**WHAT TO WORK ON:**
Gather every line below that contains the string "wearing", and copy each such line in full. The match is case-sensitive.

**DATA FOR THE TASK:**
_ _ _

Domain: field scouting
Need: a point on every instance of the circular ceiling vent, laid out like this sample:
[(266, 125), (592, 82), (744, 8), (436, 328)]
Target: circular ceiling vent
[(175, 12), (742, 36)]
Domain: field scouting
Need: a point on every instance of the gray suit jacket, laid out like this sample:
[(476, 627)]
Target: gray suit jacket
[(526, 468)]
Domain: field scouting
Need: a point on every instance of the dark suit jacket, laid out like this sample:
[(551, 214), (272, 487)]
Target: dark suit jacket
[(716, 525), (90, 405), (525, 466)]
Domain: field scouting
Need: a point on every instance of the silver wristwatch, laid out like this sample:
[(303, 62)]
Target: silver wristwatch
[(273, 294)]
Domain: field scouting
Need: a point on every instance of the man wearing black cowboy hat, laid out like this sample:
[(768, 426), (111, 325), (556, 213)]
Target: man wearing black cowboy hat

_ _ _

**OUTPUT FOR THIS EXERCISE:**
Need: a point on every instance of the man wearing black cowboy hat, laid out like this sample:
Target: man wearing black cowboy hat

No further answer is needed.